> _Text shown_:
_ _ _ _

Re: Unicode certification - was RE: Dublin Conference:

From: Tex Texin (
Date: Thu Jul 25 2002 - 01:14:35 EDT


Why couldn't a checklist be established for each of the functionalities
that you mention, which a product could score itself against for
conformance, over a state range of supported characters?

Recently, I did a search for a product, and it was difficult to know
which scripts were supported and whether it had the Unicode capabilities
I was concerned with. It would have been nice if there was a statement
of self-compliance that indicated whether or not they supported:

Character ranges-
 broken into reasonable subgroups:
Preservation of unicode characters
Combining characters:
normalization forms:

I think if there were such a checklist with suitable definitions and/or
conformance requirements, vendors that had done the work to support
Unicode properly would be glad to declare it in their product specs or

And there are probably many product developers that think they support
Unicode but in fact don't and such a checklist would help make them
aware of what else they need to do.

And if they misadvertised or reported incorrectly, I am sure their
customers would be glad to inform them of their oversight thru their
support lines or by announcement to the appropriate user group lists.

Sure there will be some grey areas based on particular product
functionality, but it would still be a far better situation then we have

David Starner wrote:
> At 11:24 AM 7/24/02 -0700, David Possin wrote:
> >It would be intereting and helpful to be able to find out if a product
> >is Unicode-compliant before purchasing it.

_ _ _ _

> _Exercise tasks_:
(1) Answer these about the Unicode certification post:
(a) Whose name follows "From:" in the header?
(b) When searching for a product, what two things did the writer find difficult to know?
(c) In the quoted lines at the end, who wrote that it would be helpful to find out if a product is Unicode-compliant before purchasing it?
(2) Revise the Unicode certification post, everything from "And if they" down to "user group lists.", with "customers" changed to "users".
(3) Pick up the Unicode certification post after its final line and extend it.

_ _ _ _

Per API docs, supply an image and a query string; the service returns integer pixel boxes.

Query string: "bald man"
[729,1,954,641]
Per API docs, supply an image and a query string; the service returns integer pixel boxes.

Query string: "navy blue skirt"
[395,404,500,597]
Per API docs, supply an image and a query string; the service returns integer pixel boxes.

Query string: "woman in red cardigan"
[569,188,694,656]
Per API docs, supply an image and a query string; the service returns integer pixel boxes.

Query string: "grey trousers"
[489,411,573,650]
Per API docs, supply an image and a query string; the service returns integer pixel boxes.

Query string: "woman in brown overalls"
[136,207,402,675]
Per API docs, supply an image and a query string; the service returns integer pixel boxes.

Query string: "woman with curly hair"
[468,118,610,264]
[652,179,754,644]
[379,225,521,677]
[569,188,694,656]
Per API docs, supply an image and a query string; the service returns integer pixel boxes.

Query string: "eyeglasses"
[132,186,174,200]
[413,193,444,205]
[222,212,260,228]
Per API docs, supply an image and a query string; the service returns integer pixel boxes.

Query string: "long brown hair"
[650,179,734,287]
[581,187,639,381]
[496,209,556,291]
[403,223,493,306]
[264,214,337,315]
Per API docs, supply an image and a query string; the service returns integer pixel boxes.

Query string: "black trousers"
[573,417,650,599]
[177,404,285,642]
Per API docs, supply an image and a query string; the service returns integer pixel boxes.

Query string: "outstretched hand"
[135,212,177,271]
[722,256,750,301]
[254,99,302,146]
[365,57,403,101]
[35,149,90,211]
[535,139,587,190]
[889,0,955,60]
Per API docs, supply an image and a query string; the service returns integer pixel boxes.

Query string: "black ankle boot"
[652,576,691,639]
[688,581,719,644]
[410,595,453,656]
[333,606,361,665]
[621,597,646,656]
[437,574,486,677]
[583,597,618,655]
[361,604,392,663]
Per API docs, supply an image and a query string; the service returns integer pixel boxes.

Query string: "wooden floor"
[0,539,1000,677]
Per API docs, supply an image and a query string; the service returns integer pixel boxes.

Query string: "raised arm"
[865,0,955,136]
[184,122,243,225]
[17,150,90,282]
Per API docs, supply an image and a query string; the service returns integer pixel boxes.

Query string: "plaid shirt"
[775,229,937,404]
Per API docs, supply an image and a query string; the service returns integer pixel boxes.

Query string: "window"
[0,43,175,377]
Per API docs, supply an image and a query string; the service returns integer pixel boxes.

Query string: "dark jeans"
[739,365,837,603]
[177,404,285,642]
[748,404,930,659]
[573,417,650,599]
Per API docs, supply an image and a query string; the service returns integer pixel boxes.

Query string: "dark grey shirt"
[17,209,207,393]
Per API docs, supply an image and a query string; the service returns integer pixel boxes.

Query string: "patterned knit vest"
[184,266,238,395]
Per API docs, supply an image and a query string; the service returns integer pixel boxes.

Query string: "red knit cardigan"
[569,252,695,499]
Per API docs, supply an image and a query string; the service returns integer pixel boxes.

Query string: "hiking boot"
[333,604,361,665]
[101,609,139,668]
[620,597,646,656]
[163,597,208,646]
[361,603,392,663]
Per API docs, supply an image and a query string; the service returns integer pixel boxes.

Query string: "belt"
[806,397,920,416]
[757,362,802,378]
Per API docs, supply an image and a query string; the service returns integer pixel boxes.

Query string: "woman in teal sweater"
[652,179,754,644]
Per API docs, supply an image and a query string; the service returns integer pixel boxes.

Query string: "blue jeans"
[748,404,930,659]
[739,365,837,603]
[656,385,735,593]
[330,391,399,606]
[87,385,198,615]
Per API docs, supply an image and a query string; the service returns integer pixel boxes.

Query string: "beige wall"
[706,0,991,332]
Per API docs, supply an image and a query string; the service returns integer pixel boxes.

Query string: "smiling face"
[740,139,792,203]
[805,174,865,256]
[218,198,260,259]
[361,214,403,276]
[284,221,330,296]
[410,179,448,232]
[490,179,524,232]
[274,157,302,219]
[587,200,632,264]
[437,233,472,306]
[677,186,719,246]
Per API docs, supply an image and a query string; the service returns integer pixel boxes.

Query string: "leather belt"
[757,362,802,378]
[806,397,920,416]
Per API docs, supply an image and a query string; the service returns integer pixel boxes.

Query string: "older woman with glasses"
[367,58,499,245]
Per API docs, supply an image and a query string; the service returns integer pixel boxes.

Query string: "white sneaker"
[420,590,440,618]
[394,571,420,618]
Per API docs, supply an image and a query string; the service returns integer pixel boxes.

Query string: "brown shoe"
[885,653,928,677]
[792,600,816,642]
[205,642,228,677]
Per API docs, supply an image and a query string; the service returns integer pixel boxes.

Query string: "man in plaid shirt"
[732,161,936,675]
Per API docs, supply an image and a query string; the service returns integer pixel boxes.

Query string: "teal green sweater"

_ _ _ _

> _Expected results_:
(1)
(a) Tex Texin
(b) Which scripts were supported and whether the product had the Unicode capabilities the writer was concerned with.
(c) David Possin

(2)
And if they misadvertised or reported incorrectly, I am sure their
users would be glad to inform them of their oversight thru their
support lines or by announcement to the appropriate user group lists.

(3)
> The problem is too broad to be neatly solved. It's not like compliance
> to the Ada standard, where you can just write a bunch of test code for
> all compilers. You'd have to adapt the tests for each program including
> writing code customized for each interpreter or compiler.
> And after you've done this, you know that it can round-trip arbitrary
> Unicode and that it treats the characters as Unicode characters and not,
> say, Latin-1 or SJIS. You don't know whether it can handle combining
> characters or not, or whether or not it can handle any particular characters
> beyond just not messing with them. A program could pass with debilitating
> flaws for any real Unicode use, and still be Unicode complaint. Seems like a
> lot of work for little gain.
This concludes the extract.